Every record below is to be reproduced exactly.
(Beginning of Material provided)
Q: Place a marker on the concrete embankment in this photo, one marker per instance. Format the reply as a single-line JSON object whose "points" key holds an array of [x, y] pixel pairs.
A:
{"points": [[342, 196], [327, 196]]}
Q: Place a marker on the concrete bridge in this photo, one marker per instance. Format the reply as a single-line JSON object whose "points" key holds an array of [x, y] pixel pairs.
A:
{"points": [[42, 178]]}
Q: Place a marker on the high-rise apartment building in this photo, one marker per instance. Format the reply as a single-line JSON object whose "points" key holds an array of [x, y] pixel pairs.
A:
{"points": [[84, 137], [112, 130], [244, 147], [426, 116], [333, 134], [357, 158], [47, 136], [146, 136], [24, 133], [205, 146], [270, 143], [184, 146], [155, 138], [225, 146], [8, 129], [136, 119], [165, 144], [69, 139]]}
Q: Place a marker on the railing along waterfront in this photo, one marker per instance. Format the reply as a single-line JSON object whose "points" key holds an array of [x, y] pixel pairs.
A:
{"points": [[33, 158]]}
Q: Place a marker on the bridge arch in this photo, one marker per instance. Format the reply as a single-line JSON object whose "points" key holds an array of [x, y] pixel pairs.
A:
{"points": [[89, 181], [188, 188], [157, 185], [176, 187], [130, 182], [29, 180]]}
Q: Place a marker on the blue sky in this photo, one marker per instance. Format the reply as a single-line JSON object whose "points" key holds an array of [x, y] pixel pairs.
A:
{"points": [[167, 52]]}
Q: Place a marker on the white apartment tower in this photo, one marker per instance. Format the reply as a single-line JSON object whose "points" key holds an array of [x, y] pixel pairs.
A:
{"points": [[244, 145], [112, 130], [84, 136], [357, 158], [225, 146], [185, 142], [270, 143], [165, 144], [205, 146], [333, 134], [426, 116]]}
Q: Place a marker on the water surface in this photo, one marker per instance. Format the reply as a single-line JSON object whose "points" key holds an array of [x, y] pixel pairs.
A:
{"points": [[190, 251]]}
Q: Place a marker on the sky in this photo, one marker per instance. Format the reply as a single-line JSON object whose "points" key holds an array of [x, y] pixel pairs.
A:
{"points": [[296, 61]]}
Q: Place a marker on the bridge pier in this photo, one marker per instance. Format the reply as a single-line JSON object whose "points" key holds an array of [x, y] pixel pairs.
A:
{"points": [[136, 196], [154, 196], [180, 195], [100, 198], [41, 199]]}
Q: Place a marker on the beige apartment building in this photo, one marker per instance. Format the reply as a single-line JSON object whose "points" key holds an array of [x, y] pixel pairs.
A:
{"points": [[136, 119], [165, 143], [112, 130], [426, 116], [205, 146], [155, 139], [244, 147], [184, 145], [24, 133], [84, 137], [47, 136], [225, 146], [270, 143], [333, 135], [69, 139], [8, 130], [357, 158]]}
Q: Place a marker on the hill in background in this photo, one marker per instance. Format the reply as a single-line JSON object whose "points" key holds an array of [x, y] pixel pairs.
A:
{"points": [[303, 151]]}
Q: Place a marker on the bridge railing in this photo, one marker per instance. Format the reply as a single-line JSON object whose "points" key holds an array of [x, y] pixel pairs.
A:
(End of Material provided)
Answer box:
Q: Place a marker on the concrete embankment in this photo, one marker per instance. Format the reply as a single-line JSON object whose "points" key holds an array of [x, y] pixel pairs.
A:
{"points": [[342, 196], [327, 196]]}
Q: Place a marker on the concrete bridge in this photo, one marker per instance. Format the reply as a single-line JSON object whose "points" key holds an array of [x, y] pixel pairs.
A:
{"points": [[42, 178]]}
Q: Place a marker on the high-rise apartment building in this photo, one marker per instance. Format the reply as a single-line JSON object whose "points" key holds an array of [x, y] pixel pairs.
A:
{"points": [[84, 137], [112, 130], [244, 147], [426, 116], [333, 134], [357, 158], [47, 136], [146, 136], [24, 133], [205, 146], [270, 143], [184, 146], [155, 138], [225, 146], [8, 129], [136, 119], [165, 144], [69, 139]]}
Q: Place a marker on the railing along waterfront in this photo, one marker per instance. Format the reply as a single-line JSON object whose "points" key holds an array of [x, y] pixel pairs.
A:
{"points": [[33, 158]]}
Q: Place a marker on the bridge arch in this photo, one marker per instance. Format the reply as a single-line JSON object whose "points" key holds an array of [x, y] pixel pairs.
A:
{"points": [[89, 181], [188, 188], [157, 185], [176, 187], [130, 182], [29, 180]]}
Q: Place a marker on the blue sky in this photo, one marker per instance. Format the reply as a single-line JSON object whose "points" key holds an array of [x, y] pixel pairs.
A:
{"points": [[167, 52]]}
Q: Place a marker on the white apartment tower in this photo, one marker per instance. Format the reply as a single-line JSON object whose "points" key holds an array of [x, y] pixel pairs.
A:
{"points": [[244, 145], [112, 130], [84, 136], [357, 158], [225, 146], [185, 142], [270, 143], [165, 144], [205, 146], [333, 134], [426, 116]]}
Q: Place a marker on the water surface in this photo, one marker per instance. Format the reply as a single-line JSON object whose "points" key holds an array of [x, y] pixel pairs.
A:
{"points": [[190, 251]]}
Q: Place a marker on the sky in this photo, one marker per instance. Format the reply as a single-line JSON object whose "points" key holds an array of [x, y] pixel pairs.
A:
{"points": [[296, 61]]}
Q: Place a marker on the bridge pier in this photo, one marker per instance. Format the reply as a single-line JSON object whose "points" key holds an array of [x, y] pixel pairs.
A:
{"points": [[136, 196], [154, 196], [180, 195], [100, 198], [41, 199]]}
Q: Place a marker on the beige apartment building in this photo, one marker per instance. Format the reply as a single-line JSON object whose "points" key holds an array of [x, y] pixel pairs.
A:
{"points": [[136, 119], [165, 143], [112, 130], [426, 116], [205, 146], [155, 139], [244, 147], [184, 145], [24, 133], [84, 137], [47, 136], [225, 146], [270, 143], [333, 135], [69, 139], [8, 130], [357, 158]]}
Q: Place a marker on the hill in background in this photo, one marker per instance. Format the reply as a single-line JSON object whose "points" key holds an array of [x, y] pixel pairs.
A:
{"points": [[303, 151]]}
Q: Place a marker on the bridge railing in this photo, one marker per instance. Format the reply as a single-line JSON object whose "points" key holds an array of [x, y] pixel pairs.
A:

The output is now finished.